-- Exercise passage follows --

Plain English Summary
Background and study aims
Around 350,000 children in the UK are living with a parent who has a serious drug problem. Research shows that these children often suffer abuse and neglect. Health and social care services have a responsibility to help children at risk of abuse and provide additional support to parents who need help to look after their children. Strategies include engaging families in parenting services and helping parents access drug treatment. To date, parenting services have focused almost entirely on drug-using mothers. However, children in the UK are as likely to be living with a drug-using father as a drug-using mother. Studies also show that drug-using fathers can pose a serious risk to children and mothers. Parenting research on fathers, especially fathers with a drug addiction, is very limited. One promising programme, called ‘Parents under Pressure (PuP)’ http://www.pupprogram.net.au/, has been specially designed for drug-using parents, and has been shown to improve parenting and child welfare and reduce drug use, but studies so far have not focused on fathers and coparenting. The aim of this study is to find out if PuP is acceptable and helpful to drug-addicted fathers and their families, whether it can be established properly within social work and charitable sector services and if fathers can complete the correct tests, and in enough numbers, for a future evaluation.
Who can participate?
Families where the father/male caregiver has a diagnosis of opioid dependence (drug addiction), is currently in drug treatment, and is receiving opioid substitution therapy (e.g. prescribed methadone as a substitute for heroin). Both parents must be 18 years of age or older and there must be at least one preschool age child (aged 0-5 years).
What does the study involve?
The study involves testing how well Parents under Pressure can be delivered to 24 families with a drug-using father, in addition to the usual care that these families receive, including drug treatment. Parents under Pressure is a manual-based home-visiting programme which includes 12 ‘modules’, delivered over a period of about 6 months by specially trained PuP practitioners. The programme starts with a detailed assessment of the family, including the needs of each family member, and then a joint agreement on a family care plan that aims to improve family life. The programme includes a parent workbook to help each parent document their progress through each module. Examples of the modules include: ‘Connecting with your child’, ‘Mindful child management’, ‘Managing substance use’, ‘Managing under pressure’ and ‘Communication’. Depending on the needs of each family, the 12 modules are delivered flexibly according to their most pressing needs and the PuP practitioner works with the family every week until the 12 modules have been successfully completed. During the programme, the PuP practitioners chart the progress of the parents and children, and tailor the programme according to how well each family is doing.

-- Exercise passage concluded --

> Questions
A. Rewrite the study summary starting at "Who can participate?" and ending after "the study involve?", changing "opioid dependence" to "opiate dependence".
B. Can you continue the Parents under Pressure study summary from its last sentence?
The data that follows has no part in any of this.

-- Recorded information follows --

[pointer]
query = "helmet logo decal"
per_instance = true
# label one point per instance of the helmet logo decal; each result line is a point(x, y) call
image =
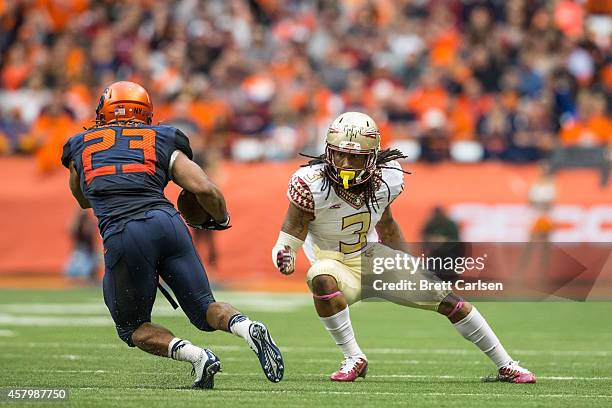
point(350, 145)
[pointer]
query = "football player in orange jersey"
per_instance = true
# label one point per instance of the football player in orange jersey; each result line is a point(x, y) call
point(119, 167)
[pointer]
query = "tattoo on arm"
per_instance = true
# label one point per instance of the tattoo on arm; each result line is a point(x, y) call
point(296, 222)
point(75, 187)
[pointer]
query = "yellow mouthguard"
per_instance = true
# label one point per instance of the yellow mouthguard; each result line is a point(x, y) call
point(346, 176)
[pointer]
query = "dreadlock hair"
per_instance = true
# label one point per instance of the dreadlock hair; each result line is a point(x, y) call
point(368, 189)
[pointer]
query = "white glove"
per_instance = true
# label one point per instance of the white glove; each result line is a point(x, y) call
point(285, 251)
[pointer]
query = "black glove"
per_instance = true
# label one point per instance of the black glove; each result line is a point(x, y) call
point(212, 225)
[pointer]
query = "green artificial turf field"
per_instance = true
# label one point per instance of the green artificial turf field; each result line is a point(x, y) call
point(65, 339)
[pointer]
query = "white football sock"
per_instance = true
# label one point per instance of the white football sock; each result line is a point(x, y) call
point(475, 328)
point(340, 328)
point(183, 350)
point(239, 325)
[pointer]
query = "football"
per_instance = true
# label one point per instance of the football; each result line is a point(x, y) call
point(190, 208)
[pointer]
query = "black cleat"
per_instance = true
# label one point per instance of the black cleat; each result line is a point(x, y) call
point(205, 370)
point(267, 351)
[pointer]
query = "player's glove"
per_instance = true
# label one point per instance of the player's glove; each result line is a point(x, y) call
point(284, 252)
point(285, 260)
point(212, 225)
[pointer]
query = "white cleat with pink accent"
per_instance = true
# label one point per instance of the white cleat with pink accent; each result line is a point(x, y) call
point(351, 369)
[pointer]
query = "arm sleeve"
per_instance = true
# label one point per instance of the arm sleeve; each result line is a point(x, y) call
point(300, 195)
point(395, 180)
point(181, 142)
point(66, 155)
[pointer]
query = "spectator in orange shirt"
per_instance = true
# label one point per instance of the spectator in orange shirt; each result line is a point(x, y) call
point(593, 127)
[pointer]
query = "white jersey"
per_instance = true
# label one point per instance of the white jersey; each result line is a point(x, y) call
point(342, 222)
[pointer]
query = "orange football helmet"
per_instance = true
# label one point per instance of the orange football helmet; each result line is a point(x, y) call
point(124, 101)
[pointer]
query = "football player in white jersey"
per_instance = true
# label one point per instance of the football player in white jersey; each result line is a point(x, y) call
point(340, 212)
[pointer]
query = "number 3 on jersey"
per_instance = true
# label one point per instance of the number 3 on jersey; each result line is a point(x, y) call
point(108, 137)
point(364, 218)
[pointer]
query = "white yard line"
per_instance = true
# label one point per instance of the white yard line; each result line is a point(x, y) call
point(327, 350)
point(112, 344)
point(437, 377)
point(367, 393)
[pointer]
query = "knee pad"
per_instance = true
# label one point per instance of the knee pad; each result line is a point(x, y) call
point(198, 319)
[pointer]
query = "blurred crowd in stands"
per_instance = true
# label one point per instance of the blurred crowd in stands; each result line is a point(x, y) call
point(465, 80)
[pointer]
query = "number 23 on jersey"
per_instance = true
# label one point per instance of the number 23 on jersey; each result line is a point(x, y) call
point(108, 138)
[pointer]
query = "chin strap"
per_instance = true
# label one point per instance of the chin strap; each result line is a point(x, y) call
point(346, 176)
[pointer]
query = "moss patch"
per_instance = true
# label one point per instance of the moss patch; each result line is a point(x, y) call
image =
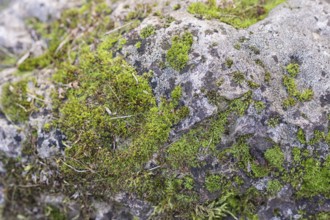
point(18, 102)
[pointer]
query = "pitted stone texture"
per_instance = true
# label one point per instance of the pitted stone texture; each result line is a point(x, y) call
point(10, 138)
point(15, 36)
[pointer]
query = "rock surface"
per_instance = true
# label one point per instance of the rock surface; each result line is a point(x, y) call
point(294, 32)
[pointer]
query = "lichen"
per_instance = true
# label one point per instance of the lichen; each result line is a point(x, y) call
point(275, 157)
point(18, 102)
point(178, 55)
point(291, 87)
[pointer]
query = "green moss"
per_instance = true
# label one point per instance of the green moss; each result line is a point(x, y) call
point(18, 102)
point(147, 31)
point(177, 55)
point(217, 209)
point(240, 14)
point(293, 69)
point(315, 178)
point(275, 157)
point(140, 11)
point(213, 183)
point(273, 187)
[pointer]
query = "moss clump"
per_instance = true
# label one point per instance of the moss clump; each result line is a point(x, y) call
point(239, 14)
point(147, 31)
point(275, 157)
point(213, 183)
point(177, 55)
point(293, 69)
point(315, 178)
point(301, 136)
point(18, 102)
point(273, 187)
point(60, 42)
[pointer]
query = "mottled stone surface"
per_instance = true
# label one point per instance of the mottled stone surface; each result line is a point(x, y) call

-- Recorded information concluded --

> Task-by-task outputs
A.
Who can participate?
Families where the father/male caregiver has a diagnosis of opiate dependence (drug addiction), is currently in drug treatment, and is receiving opioid substitution therapy (e.g. prescribed methadone as a substitute for heroin). Both parents must be 18 years of age or older and there must be at least one preschool age child (aged 0-5 years).
What does the study involve?

B.
What are the possible benefits and risks of participating?
There are major potential benefits for children, families and wider society. Parenting and family support programmes can result in positive changes in parenting and the overall caregiving environment, leading to positive effects on the health and wellbeing of the children. Drug-using men have been shown to engage well with targeted family-orientated programmes, and when combined with structured drug treatment programmes, this can have positive effects on relationships, substance use and the wellbeing of other family members, including children, even if they do not participate in the treatment (e.g. couples therapy). These benefits, in turn, can reduce the demand on child health services (e.g. health visiting) and child protection services (e.g. police, social services and health). In addition, programmes that have a positive impact when children are very young (e.g. preschool age) are known to have later benefits (e.g. school performance). Involvement in the intervention may also create opportunities for parents to consider other pressing health and social needs (e.g. hepatitis C treatment, employment, re-housing, new friendship networks, and drug recovery programmes). Thus the programme could lead to longer term benefits for the parents as well as the children. Any reduction in child maltreatment for children involved in this study may also result in longer term benefits into adulthood.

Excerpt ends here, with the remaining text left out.